(Data items)
################
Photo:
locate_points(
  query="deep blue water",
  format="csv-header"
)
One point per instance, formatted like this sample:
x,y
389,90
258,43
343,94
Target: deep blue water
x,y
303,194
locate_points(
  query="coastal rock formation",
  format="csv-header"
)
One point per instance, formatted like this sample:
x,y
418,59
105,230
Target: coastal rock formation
################
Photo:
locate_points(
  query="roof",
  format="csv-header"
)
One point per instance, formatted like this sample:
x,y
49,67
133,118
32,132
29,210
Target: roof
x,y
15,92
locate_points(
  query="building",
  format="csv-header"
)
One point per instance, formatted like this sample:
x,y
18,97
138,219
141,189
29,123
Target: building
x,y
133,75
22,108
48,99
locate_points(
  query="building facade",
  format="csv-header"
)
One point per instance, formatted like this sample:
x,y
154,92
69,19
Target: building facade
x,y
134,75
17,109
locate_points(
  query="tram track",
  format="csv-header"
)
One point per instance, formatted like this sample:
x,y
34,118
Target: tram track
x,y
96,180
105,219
################
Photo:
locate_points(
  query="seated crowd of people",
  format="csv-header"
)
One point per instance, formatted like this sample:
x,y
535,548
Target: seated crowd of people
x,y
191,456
################
WRITTEN INSTRUCTION –
List each line of the records above that contains the word "blue".

SOLUTION TO THIS TASK –
  query="deep blue water",
Target: deep blue water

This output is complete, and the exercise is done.